ZIEL DER AUFGABE A
Prüfe anhand des Textes über Geschwisterneid, ob die folgenden Aussagen zutreffen, und antworte jeweils mit Ja oder Nein samt der entscheidenden Textstelle als wörtlichem Zitat: (i) Neid unter Geschwistern gilt als normal. (ii) Baumann empfiehlt, den Fokus darauf zu legen, dass ein Geschenk nur dem beschenkten Kind gehört. (iii) Der Streit um Spielzeug wird als für die Entwicklung notwendig beschrieben.
ZIEL DER AUFGABE B
Zähle alle Streitanlässe auf, die der Satz „So lösen Eltern Streit um …“ im Text über Geschwisterneid nennt.

TEXTABSCHNITT
┄┄┄┄┄┄

Geschwisterneid: Wie "meins" zu "unser" werden kann

So lösen Eltern Streit um Spielzeug, Essen und Zuneigung.

"Mein Keks ist kleiner!" – "Die Puppe hab’ ich zuerst gehabt!" Die meisten Eltern von Geschwisterkindern kennen solche Sätze zu gut. Oft beginnt der Streit ums letzte Kipferl schon beim Frühstück und endet mit dem Kampf um die Zahnpasta beim Schlafengehen. Im Alltag sorgt das nicht nur für strapazierte Nerven, sondern führt manchmal zu Überforderung – welches Kind hat nun "Recht", wie keines bevorzugen?

Eines vorneweg: Der Neid unter Geschwistern ist normal.

"Natürlich will jedes Geschwisterkind auch, was das andere hat oder macht – sie schauen sich unheimlich viel voneinander ab und profitieren so voneinander", sagt Psychologin Monika Baumann. Der Streit um Spielzeug ist ein für die Entwicklung notwendiges Austesten und Überschreiten von Grenzen. Baumann: "Sie wollen wissen, wo stehe ich in der Familiensituation, was kann ich herausholen. Das ist nichts Böses, sondern eine Neugierde und ein Lernen."

Teilen statt streiten

Eltern sollten stets versuchen, ihren Kindern zu vermitteln, dass alle gleich viel wert sind. "Das ist nicht immer leicht, aber es ist eine Grundhaltung, zu sagen, bei uns gibt es nicht meins und deins. Intuitiv sagen viele Eltern, dieses oder jenes darf nur das eine Kind haben."

Beim Frühstückskipferl kann etwa geteilt werden statt, dass nur ein Kind es bekommt. Schwieriger wird es bei Geschenken, wenn etwa ein Kind ein Auto bekommen hat und Bruder oder Schwester damit spielen will.

"Wichtig ist, den Fokus nicht darauf zu legen, dass etwas nur dem einen Kind gehört. Man kann sagen, schau, was Paul bekommen hat, schauen wir es uns an und genießen es gemeinsam. Oder das Kind, das zuerst zur Zahnpasta greift, darf die Zahnbürsten für alle Kinder vorbereiten", rät Baumann.

Im Vordergrund stehen dann nicht "meins" und "deins", sondern gegenseitige Hilfsbereitschaft und Unterstützung. Bei besonderen Anlässen wie Schulanfang oder Geburtstagen kann gemeinsam mit Geschwisterkindern die Schultüte oder das Geschenk ausgesucht und vorbereitet werden.

"Auch wenn es nur etwas Kleines ist, das das Geschwisterkind in die Schultüte dazulegt, fördert das die Freude für Bruder oder Schwester. Es kann auch helfen, Geschwistern ebenfalls eine Kleinigkeit zu schenken, etwa eine Geschwisterschultüte oder ein kleines Geschenk am Geburtstag."

┄┄┄┄┄┄

EXTRAHIERTE DATEN
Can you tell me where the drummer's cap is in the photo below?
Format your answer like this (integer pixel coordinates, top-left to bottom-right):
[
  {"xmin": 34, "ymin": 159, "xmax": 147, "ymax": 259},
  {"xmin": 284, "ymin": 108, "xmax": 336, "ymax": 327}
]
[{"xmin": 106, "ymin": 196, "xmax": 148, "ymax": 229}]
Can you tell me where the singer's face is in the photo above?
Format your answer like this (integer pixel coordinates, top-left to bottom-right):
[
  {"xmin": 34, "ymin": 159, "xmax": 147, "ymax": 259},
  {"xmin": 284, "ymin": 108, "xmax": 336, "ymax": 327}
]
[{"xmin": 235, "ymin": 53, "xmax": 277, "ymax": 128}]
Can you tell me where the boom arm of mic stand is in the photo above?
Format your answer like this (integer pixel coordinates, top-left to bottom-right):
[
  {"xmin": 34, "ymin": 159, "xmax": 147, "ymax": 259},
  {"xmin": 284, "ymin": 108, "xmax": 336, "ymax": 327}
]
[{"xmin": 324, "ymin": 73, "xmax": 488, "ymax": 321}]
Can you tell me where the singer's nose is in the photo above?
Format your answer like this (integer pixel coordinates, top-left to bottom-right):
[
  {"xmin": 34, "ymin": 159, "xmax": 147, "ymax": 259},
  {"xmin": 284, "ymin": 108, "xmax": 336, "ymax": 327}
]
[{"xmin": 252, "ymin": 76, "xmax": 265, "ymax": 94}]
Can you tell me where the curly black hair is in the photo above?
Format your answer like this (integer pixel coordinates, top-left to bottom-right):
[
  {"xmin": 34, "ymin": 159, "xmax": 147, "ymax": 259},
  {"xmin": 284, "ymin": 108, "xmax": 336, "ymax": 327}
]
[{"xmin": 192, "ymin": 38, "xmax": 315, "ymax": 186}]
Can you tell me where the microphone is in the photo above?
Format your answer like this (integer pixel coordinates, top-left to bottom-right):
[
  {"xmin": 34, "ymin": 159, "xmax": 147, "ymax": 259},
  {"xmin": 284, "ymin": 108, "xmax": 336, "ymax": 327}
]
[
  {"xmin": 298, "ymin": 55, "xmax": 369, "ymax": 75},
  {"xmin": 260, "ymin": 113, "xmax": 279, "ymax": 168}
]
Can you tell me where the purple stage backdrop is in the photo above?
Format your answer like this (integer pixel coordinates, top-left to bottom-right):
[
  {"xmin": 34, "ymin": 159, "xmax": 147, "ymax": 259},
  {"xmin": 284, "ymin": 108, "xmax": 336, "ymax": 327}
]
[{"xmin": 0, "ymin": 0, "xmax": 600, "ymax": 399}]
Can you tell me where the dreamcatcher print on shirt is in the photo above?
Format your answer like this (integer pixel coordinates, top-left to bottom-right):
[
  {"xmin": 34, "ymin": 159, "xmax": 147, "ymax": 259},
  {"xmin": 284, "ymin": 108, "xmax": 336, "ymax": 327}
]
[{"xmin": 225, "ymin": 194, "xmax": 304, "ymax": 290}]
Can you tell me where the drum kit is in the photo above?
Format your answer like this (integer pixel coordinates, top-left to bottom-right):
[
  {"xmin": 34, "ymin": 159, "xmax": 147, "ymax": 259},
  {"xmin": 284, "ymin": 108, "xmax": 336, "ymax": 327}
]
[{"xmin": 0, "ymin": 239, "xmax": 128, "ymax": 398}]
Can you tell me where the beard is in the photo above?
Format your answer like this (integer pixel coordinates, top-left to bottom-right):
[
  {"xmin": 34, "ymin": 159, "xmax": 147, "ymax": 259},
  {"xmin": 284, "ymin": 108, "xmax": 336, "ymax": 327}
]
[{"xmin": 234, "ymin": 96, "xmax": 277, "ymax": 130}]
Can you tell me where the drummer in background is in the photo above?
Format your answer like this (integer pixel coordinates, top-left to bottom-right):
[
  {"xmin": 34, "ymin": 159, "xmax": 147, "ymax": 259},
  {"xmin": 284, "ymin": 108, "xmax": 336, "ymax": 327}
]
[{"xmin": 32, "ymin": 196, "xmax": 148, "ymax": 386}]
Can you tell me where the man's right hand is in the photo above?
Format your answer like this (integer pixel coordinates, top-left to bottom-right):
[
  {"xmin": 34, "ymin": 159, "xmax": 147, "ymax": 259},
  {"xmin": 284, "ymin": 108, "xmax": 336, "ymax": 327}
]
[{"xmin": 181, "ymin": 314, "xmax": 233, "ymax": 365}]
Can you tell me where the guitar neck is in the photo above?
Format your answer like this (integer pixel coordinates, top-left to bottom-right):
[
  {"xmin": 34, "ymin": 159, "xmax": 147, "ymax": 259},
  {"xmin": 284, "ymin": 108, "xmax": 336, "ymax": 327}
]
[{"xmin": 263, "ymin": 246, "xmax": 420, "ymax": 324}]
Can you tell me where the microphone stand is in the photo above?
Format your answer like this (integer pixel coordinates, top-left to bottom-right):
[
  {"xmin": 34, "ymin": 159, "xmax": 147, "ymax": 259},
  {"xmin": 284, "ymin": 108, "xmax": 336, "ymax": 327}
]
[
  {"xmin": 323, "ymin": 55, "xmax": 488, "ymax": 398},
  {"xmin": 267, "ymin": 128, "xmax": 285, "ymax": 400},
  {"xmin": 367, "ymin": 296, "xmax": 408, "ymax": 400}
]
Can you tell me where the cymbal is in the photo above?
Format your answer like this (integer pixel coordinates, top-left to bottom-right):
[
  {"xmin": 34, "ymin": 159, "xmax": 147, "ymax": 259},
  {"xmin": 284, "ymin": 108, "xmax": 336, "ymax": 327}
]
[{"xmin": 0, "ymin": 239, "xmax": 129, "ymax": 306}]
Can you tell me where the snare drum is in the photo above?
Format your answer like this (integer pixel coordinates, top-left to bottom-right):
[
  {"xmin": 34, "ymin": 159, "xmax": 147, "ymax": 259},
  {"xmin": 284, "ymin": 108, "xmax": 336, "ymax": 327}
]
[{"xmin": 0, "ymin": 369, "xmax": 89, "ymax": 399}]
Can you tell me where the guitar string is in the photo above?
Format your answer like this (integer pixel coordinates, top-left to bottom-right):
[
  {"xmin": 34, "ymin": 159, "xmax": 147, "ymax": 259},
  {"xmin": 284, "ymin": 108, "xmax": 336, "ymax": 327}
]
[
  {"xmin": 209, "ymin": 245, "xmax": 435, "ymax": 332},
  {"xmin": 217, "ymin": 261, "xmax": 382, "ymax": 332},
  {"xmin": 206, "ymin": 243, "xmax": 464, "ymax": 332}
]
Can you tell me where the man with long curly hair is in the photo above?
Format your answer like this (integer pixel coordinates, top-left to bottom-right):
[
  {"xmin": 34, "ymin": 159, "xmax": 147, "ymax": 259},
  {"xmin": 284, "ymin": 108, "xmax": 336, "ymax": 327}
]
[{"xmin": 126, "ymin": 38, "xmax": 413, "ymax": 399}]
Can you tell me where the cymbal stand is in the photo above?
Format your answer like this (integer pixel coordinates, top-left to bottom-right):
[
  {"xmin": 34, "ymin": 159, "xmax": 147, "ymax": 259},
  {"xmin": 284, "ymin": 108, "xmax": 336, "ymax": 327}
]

┄┄┄┄┄┄

RICHTIGE ANTWORT A
(i) Ja: „Der Neid unter Geschwistern ist normal.“
(ii) Nein: „Wichtig ist, den Fokus nicht darauf zu legen, dass etwas nur dem einen Kind gehört.“
(iii) Ja: „Der Streit um Spielzeug ist ein für die Entwicklung notwendiges Austesten und Überschreiten von Grenzen.“

RICHTIGE ANTWORT B
Spielzeug, Essen, Zuneigung